>> START Excerpted passage

During the second half of the 2003-season, Høyem was loaned out to Molde. He made his debut for the team on 14 August 2003 in a match against KÍ Klaksvík in the 2003–04 UEFA Cup. Even though that was Høyem's only match for Molde during the short loan-spell, he signed a two-year contract with Molde after the season. He got his debut in Tippeligaen the next season, when he replaced Trond Strande in the 2–0 win against Lyn on 12 April 2004. Unlike in Rosenborg, Høyem was used as a full back in Molde, and dubbed to be the successor of Strande or Knut Anders Fostervold in the starting line-up.

After Bo Johansson became head coach of Molde in 2005, Høyem chances in the first-team were limited, and halfway through the season the second-tier team Hønefoss wanted to loan Høyem. As Molde was to meet Hønefoss in the semi-final of the 2005 Norwegian Football Cup, Molde wanted a deal where Høyem was not allowed to play for Hønefoss against Molde. This was declined by Hønefoss, and Høyem stayed at Molde until the end of the 2005-season when he left for Strømsgodset. He played a total of 18 matches for Molde in Tippeligaen, and was a part of the team that won the Norwegian Cup in 2005.

After playing half a season for Strømsgodset in the First Division, where his only match was in the 2006 Norwegian Football Cup against Klemetsrud, Høyem was selected to be sent off on loan by head coach Dag-Eilev Fagermo. However, as no clubs showed interest, Strømsgodset released Høyem from his contract. Høyem then joined the Second Division side Kolstad as one of two professional players in the team to help Kolstad avoid relegation. Høyem was however sent off in two of his first matches for Kolstad, and at the end of the 2006-season, Kolstad was relegated.

>> END Excerpted passage

## Challenge A
From the passage on Høyem's club career, extract everything from "During the second" down to "the starting line-up.".
The passage on Høyem's club career and the entries that follow it come from unrelated sources.

>> START Provided data

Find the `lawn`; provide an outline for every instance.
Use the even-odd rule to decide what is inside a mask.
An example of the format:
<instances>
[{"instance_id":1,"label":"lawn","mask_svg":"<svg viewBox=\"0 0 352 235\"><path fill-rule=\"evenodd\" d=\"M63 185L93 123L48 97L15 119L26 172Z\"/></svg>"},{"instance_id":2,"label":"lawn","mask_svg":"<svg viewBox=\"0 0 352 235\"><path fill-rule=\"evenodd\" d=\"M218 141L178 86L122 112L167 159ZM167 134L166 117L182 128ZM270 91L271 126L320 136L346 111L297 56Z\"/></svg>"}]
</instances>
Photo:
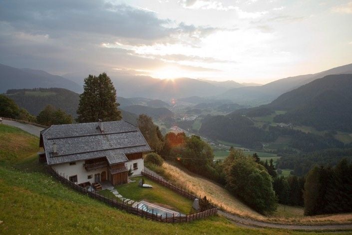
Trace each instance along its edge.
<instances>
[{"instance_id":1,"label":"lawn","mask_svg":"<svg viewBox=\"0 0 352 235\"><path fill-rule=\"evenodd\" d=\"M134 177L131 180L136 180L126 184L116 186L116 189L124 198L136 202L145 200L188 214L191 211L193 200L188 199L162 186L155 181L144 177L145 184L153 186L152 188L142 188L138 186L141 177Z\"/></svg>"},{"instance_id":2,"label":"lawn","mask_svg":"<svg viewBox=\"0 0 352 235\"><path fill-rule=\"evenodd\" d=\"M5 150L8 150L10 146L16 147L16 138L9 138L6 144L3 141L7 134L12 136L15 132L19 138L32 141L32 136L1 126L0 143ZM4 158L3 152L0 154L0 159L6 158L0 162L0 234L300 234L244 228L218 216L190 223L167 224L127 214L79 194L45 174L33 152L39 141L34 138L36 142L29 144L30 148L22 143L13 148L15 152L11 153L15 157L13 160Z\"/></svg>"},{"instance_id":3,"label":"lawn","mask_svg":"<svg viewBox=\"0 0 352 235\"><path fill-rule=\"evenodd\" d=\"M18 128L0 124L0 164L14 164L35 154L39 138Z\"/></svg>"}]
</instances>

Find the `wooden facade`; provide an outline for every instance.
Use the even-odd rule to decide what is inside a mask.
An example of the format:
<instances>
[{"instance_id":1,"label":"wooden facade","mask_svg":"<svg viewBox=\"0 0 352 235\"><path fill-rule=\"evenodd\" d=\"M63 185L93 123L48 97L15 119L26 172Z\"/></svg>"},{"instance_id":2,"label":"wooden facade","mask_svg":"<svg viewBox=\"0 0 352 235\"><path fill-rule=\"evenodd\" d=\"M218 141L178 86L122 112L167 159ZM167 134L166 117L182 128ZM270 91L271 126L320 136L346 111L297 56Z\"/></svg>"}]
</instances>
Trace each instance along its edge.
<instances>
[{"instance_id":1,"label":"wooden facade","mask_svg":"<svg viewBox=\"0 0 352 235\"><path fill-rule=\"evenodd\" d=\"M142 152L136 152L135 154L126 154L126 156L128 159L128 160L135 160L136 159L143 158L143 154Z\"/></svg>"}]
</instances>

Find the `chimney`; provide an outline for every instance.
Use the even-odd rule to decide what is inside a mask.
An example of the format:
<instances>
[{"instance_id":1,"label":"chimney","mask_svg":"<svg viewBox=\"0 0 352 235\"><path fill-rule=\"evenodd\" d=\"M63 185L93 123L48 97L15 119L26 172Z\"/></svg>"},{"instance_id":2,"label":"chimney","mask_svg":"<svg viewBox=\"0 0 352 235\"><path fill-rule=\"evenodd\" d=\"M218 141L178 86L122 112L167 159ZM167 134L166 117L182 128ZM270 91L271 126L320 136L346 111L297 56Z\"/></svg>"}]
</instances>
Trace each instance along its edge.
<instances>
[{"instance_id":1,"label":"chimney","mask_svg":"<svg viewBox=\"0 0 352 235\"><path fill-rule=\"evenodd\" d=\"M99 122L98 122L99 125L99 128L100 128L100 131L101 132L104 132L104 126L103 126L103 122L101 122L101 120L99 120Z\"/></svg>"},{"instance_id":2,"label":"chimney","mask_svg":"<svg viewBox=\"0 0 352 235\"><path fill-rule=\"evenodd\" d=\"M56 146L56 144L55 143L52 144L52 152L54 154L57 153L57 148Z\"/></svg>"}]
</instances>

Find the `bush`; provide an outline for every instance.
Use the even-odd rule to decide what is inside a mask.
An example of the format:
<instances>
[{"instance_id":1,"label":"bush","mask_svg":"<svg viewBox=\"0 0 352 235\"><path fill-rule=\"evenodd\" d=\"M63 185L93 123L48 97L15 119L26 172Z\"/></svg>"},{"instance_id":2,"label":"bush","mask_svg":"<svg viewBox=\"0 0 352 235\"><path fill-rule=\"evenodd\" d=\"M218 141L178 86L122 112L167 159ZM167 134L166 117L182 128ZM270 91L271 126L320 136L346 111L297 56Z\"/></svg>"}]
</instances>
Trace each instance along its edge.
<instances>
[{"instance_id":1,"label":"bush","mask_svg":"<svg viewBox=\"0 0 352 235\"><path fill-rule=\"evenodd\" d=\"M145 162L161 166L164 163L164 160L158 154L154 152L148 154L145 156Z\"/></svg>"}]
</instances>

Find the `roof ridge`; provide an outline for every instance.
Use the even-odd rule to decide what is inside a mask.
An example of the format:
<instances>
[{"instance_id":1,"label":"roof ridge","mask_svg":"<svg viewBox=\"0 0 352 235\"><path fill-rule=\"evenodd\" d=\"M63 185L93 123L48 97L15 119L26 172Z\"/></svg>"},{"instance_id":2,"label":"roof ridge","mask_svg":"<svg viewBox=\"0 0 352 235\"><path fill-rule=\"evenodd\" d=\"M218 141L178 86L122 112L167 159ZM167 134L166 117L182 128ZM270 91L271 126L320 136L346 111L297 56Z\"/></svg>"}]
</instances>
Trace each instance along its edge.
<instances>
[{"instance_id":1,"label":"roof ridge","mask_svg":"<svg viewBox=\"0 0 352 235\"><path fill-rule=\"evenodd\" d=\"M141 146L145 146L146 144L137 144L137 145L133 145L133 146L125 146L124 147L118 147L118 148L104 148L102 150L89 150L89 151L83 151L81 152L70 152L69 154L63 154L61 155L55 155L54 156L50 156L50 158L56 158L58 156L68 156L69 155L72 155L74 154L86 154L87 152L98 152L100 151L106 151L107 150L119 150L120 148L133 148L133 147L139 147ZM124 154L124 153L123 153Z\"/></svg>"},{"instance_id":2,"label":"roof ridge","mask_svg":"<svg viewBox=\"0 0 352 235\"><path fill-rule=\"evenodd\" d=\"M84 137L84 136L102 136L104 134L119 134L121 133L128 133L129 132L138 132L138 130L126 130L125 132L100 132L100 133L93 133L92 134L85 134L80 136L57 136L57 137L50 137L49 138L47 138L47 140L54 140L56 138L75 138L76 137Z\"/></svg>"}]
</instances>

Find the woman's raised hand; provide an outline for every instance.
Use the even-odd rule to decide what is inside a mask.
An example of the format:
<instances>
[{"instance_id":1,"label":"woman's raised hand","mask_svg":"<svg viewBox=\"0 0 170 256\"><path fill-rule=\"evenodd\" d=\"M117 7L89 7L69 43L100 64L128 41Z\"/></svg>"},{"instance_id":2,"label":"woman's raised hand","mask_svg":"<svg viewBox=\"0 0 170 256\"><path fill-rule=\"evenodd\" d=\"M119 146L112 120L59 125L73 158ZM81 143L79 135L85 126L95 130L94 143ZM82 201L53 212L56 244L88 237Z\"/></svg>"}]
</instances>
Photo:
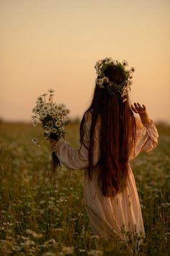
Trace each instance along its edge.
<instances>
[{"instance_id":1,"label":"woman's raised hand","mask_svg":"<svg viewBox=\"0 0 170 256\"><path fill-rule=\"evenodd\" d=\"M55 144L57 143L57 140L53 140L53 139L50 139L50 148L51 149L51 150L53 150Z\"/></svg>"},{"instance_id":2,"label":"woman's raised hand","mask_svg":"<svg viewBox=\"0 0 170 256\"><path fill-rule=\"evenodd\" d=\"M146 114L146 108L145 105L140 105L139 103L134 103L131 105L132 110L139 115L143 115Z\"/></svg>"},{"instance_id":3,"label":"woman's raised hand","mask_svg":"<svg viewBox=\"0 0 170 256\"><path fill-rule=\"evenodd\" d=\"M135 102L133 105L131 105L131 108L135 113L140 115L143 124L151 123L151 119L147 114L145 105L140 105L138 102L137 103Z\"/></svg>"}]
</instances>

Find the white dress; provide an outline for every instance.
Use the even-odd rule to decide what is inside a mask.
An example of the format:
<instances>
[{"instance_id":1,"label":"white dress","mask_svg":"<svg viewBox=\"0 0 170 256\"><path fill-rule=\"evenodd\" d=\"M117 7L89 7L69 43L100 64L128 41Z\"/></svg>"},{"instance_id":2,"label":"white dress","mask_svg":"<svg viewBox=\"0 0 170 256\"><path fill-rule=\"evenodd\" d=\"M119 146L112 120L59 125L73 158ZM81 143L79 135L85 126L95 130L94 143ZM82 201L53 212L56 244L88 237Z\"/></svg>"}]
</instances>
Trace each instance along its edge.
<instances>
[{"instance_id":1,"label":"white dress","mask_svg":"<svg viewBox=\"0 0 170 256\"><path fill-rule=\"evenodd\" d=\"M91 121L86 121L84 142L87 147L89 144L90 127ZM98 124L94 134L94 164L99 157L99 129L100 124ZM142 128L137 129L136 134L136 145L133 154L130 156L130 161L140 152L153 150L158 144L158 135L152 121L151 124L144 124ZM95 174L92 181L88 178L88 150L84 145L79 149L73 149L68 142L58 141L53 150L61 163L67 168L85 170L85 205L94 235L106 239L118 236L126 240L125 232L145 234L135 181L130 164L127 187L115 197L108 197L102 195Z\"/></svg>"}]
</instances>

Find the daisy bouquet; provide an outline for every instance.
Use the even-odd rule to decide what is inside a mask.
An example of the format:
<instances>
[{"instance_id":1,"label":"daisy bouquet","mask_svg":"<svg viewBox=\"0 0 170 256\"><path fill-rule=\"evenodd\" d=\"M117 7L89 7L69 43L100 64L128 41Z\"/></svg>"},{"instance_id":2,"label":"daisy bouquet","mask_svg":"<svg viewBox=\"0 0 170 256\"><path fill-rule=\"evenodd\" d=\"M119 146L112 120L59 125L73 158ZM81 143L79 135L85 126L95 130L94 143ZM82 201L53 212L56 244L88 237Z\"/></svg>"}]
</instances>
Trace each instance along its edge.
<instances>
[{"instance_id":1,"label":"daisy bouquet","mask_svg":"<svg viewBox=\"0 0 170 256\"><path fill-rule=\"evenodd\" d=\"M38 123L42 125L44 136L48 140L58 140L65 137L65 127L68 122L69 110L63 104L53 102L54 90L48 90L49 95L42 94L37 98L36 105L32 109L32 125ZM39 145L38 140L33 139L32 142ZM52 153L51 167L53 171L60 165L56 155Z\"/></svg>"}]
</instances>

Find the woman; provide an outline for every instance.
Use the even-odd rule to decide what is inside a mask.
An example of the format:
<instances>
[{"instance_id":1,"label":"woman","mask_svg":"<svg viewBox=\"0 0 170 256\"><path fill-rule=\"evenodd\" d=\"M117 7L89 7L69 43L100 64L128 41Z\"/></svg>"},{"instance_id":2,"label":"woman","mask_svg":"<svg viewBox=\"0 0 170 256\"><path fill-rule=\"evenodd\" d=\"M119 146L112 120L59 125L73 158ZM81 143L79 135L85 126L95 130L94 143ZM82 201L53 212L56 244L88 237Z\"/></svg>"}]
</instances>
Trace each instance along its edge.
<instances>
[{"instance_id":1,"label":"woman","mask_svg":"<svg viewBox=\"0 0 170 256\"><path fill-rule=\"evenodd\" d=\"M133 68L111 58L97 62L94 97L80 126L81 147L51 140L60 161L85 169L85 204L93 233L107 239L145 231L134 176L129 162L157 145L158 132L145 106L130 106ZM138 114L140 120L134 117Z\"/></svg>"}]
</instances>

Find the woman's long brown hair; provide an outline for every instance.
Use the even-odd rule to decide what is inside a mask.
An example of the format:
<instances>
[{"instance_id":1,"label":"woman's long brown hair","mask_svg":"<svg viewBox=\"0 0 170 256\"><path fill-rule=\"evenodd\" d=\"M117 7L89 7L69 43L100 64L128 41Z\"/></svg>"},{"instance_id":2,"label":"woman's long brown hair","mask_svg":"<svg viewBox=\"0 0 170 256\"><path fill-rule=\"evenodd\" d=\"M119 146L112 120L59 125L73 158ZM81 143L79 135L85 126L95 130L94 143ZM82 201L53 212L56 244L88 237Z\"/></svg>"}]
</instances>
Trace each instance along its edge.
<instances>
[{"instance_id":1,"label":"woman's long brown hair","mask_svg":"<svg viewBox=\"0 0 170 256\"><path fill-rule=\"evenodd\" d=\"M123 70L109 66L105 75L117 85L125 79ZM110 93L107 85L100 88L96 85L92 102L85 112L80 126L80 142L84 145L84 123L85 115L91 114L90 144L89 148L89 178L91 180L94 170L98 171L98 182L104 196L115 196L126 186L128 161L135 138L135 120L128 100L122 103L119 93ZM101 122L99 136L100 156L94 166L94 131L99 118ZM97 167L97 168L96 168Z\"/></svg>"}]
</instances>

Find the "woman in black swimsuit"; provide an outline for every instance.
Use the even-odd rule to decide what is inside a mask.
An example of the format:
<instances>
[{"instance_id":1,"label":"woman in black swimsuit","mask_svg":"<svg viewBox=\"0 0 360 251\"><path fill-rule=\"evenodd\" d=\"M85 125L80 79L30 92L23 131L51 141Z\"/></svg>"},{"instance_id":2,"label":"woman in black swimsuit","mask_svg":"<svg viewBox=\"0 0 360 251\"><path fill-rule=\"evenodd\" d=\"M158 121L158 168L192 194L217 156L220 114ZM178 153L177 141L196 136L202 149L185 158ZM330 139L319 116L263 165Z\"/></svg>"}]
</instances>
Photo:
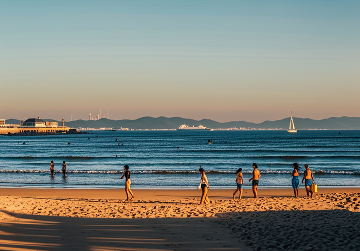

>> END Provided data

## Challenge B
Pick out each line of the entries that contains the string "bush".

## Task response A
During the second half of the 2003-season, Høyem was loaned out to Molde. He made his debut for the team on 14 August 2003 in a match against KÍ Klaksvík in the 2003–04 UEFA Cup. Even though that was Høyem's only match for Molde during the short loan-spell, he signed a two-year contract with Molde after the season. He got his debut in Tippeligaen the next season, when he replaced Trond Strande in the 2–0 win against Lyn on 12 April 2004. Unlike in Rosenborg, Høyem was used as a full back in Molde, and dubbed to be the successor of Strande or Knut Anders Fostervold in the starting line-up.

## Task response B
Find the `bush`; provide an outline for every instance.
[{"instance_id":1,"label":"bush","mask_svg":"<svg viewBox=\"0 0 352 235\"><path fill-rule=\"evenodd\" d=\"M63 185L93 123L48 97L15 119L26 172Z\"/></svg>"},{"instance_id":2,"label":"bush","mask_svg":"<svg viewBox=\"0 0 352 235\"><path fill-rule=\"evenodd\" d=\"M218 141L178 86L122 112L167 159ZM167 134L166 117L182 128ZM270 91L271 126L320 136L346 111L297 56Z\"/></svg>"}]
[{"instance_id":1,"label":"bush","mask_svg":"<svg viewBox=\"0 0 352 235\"><path fill-rule=\"evenodd\" d=\"M145 162L161 166L164 163L164 160L158 154L154 152L148 154L145 156Z\"/></svg>"}]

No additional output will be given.